# PETUNJUK LATIHAN:
a) Dalam teks sumber, di sutta mana Sang Buddha mengutarakan hal-hal yang perlu diperhatikan guru ketika mengajarkan Dhamma?
b) Salin dengan tepat bagian teks sumber yang dimulai dari "Oleh: Nanang Sutrisno" dan berlanjut hingga "yang sangat penting.".

# TEKS SUMBER:
Oleh: Nanang Sutrisno
Pendidikan
merupakan suatu hal yang penting dalam kehidupan masyarakat, khususnya
masyarakat Buddhis di Indonesia. Mulai dari Sekolah Dasar (SD) hingga Sekolah
Menengah Atas (SMA) pelajaran agama Buddha telah dimasukkan ke dalam daftar
mata pelajaran yang harus ditempuh oleh peserta didik.
Pengadaan
pelajaran agama Buddha di sekolah-sekolah merupakan hal yang sangat penting.
Karena pelajaran tersebut selain memberikan pengetahuan tentang agama Buddha
kepada para peserta didik secara teoritis, juga sebagai sarana untuk menanamkan
sifat-sifat baik pada diri peserta didik melalui pelajaran tentang moralitas
Buddhis yang dapat dipraktikkan dalam kehidupan sehari-hari sebagai bekal untuk
menjalani kehidupan dimasa mendatang.
Untuk dapat
mewujudkan hal tersebut, seyogiyanya seorang guru dapat mengerti dan memahami
hal-hal yang harus diperhatikan dalam memberikan pelajaran Dhamma kepada
peserta didik seperti yang diutarakan Sang Buddha dalam Udāyī Sutta, Aṅguttara
Nikāya. Terdapat lima hal yang hendaknya dimengerti dan dipahami sebagai
hal-hal yang berkaitan dengan pelaksanaan pembelajaran. Kelima hal tersebut,
yaitu:
1.
Anupubbiṁ kathaṁ kathessāmī’ ti paresaṁ dhammo desetabbo: ‘saya
akan memberikan khotbah yang bertingkat’, dengan cara itulah seharusnya Dhamma
diajarkan kepada orang-orang lain.
Hal ini berarti
bahwa seorang guru hendaknya memberikan pelajaran dari hal-hal yang mudah
kemudian dilanjutkan kepada hal-hal yang sulit. Model pembelajaran bertahap
tersebut seperti yang dilakukan oleh Sang Buddha ketika Beliau mengajarkan anupubbikathā
yang diawali dari dāna-kathā (kemurahan hati), sīla kathā
(kemoralan), sagga-kathā (kebahagiaan alam surga), kāmādinava-kathā
(bahaya di dalam kesenangan indera), dan nekkhammānisaṁsa-kathā (faedah
peninggalan terhadap kesenangan indera).
Pelajaran
bertahap ini dapat membantu peserta didik dalam menerima pelajaran yang
diberikan oleh guru. Hal ini dikarenakan seorang peserta didik akan lebih
antusias dalam proses pembelajaran apabila pembahasan yang diberikan guru
dirasa mudah dan menarik. Berawal dari hal-hal yang mudah itu kemudian
dijadikan sebagai batu loncatan untuk melanjutkan kepada tahapan-tahapan
berikutnya yang lebih sulit.
2.
Pariyāyadassāvī kathaṁ kathessāmī’ ti paresaṁ dhammo desetabbo: ‘saya
akan memberikan khotbah yang masuk-akal’, dengan cara itulah seharusnya Dhamma
diajarkan kepada orang-orang lain.

# BARIS YANG DIAMBIL:

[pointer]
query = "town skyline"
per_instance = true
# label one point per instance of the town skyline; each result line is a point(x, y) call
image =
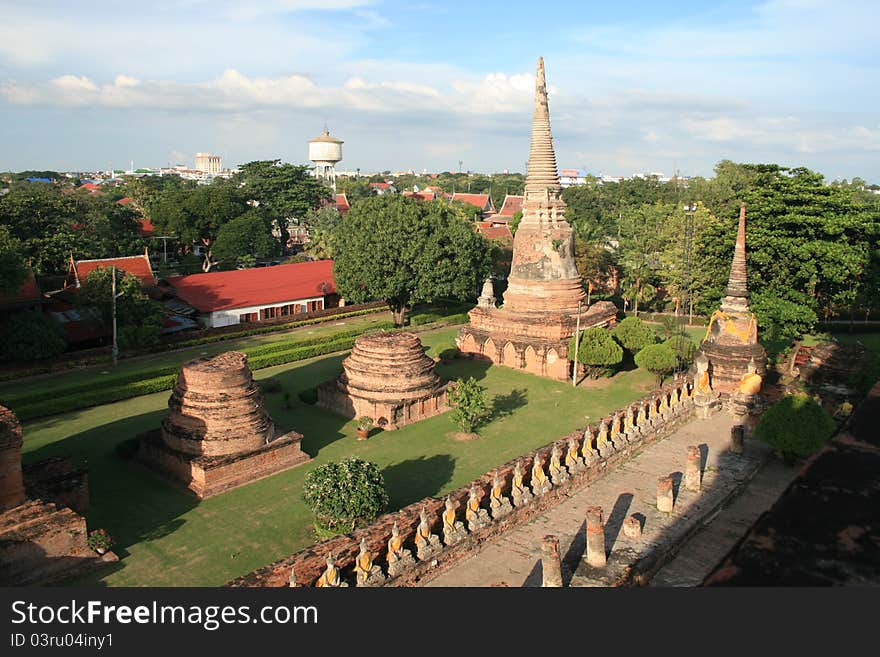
point(650, 89)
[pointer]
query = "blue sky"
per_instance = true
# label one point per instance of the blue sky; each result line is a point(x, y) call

# JAWABAN:
a) Udāyī Sutta, Aṅguttara Nikāya.

b)
Oleh: Nanang Sutrisno
Pendidikan
merupakan suatu hal yang penting dalam kehidupan masyarakat, khususnya
masyarakat Buddhis di Indonesia. Mulai dari Sekolah Dasar (SD) hingga Sekolah
Menengah Atas (SMA) pelajaran agama Buddha telah dimasukkan ke dalam daftar
mata pelajaran yang harus ditempuh oleh peserta didik.
Pengadaan
pelajaran agama Buddha di sekolah-sekolah merupakan hal yang sangat penting.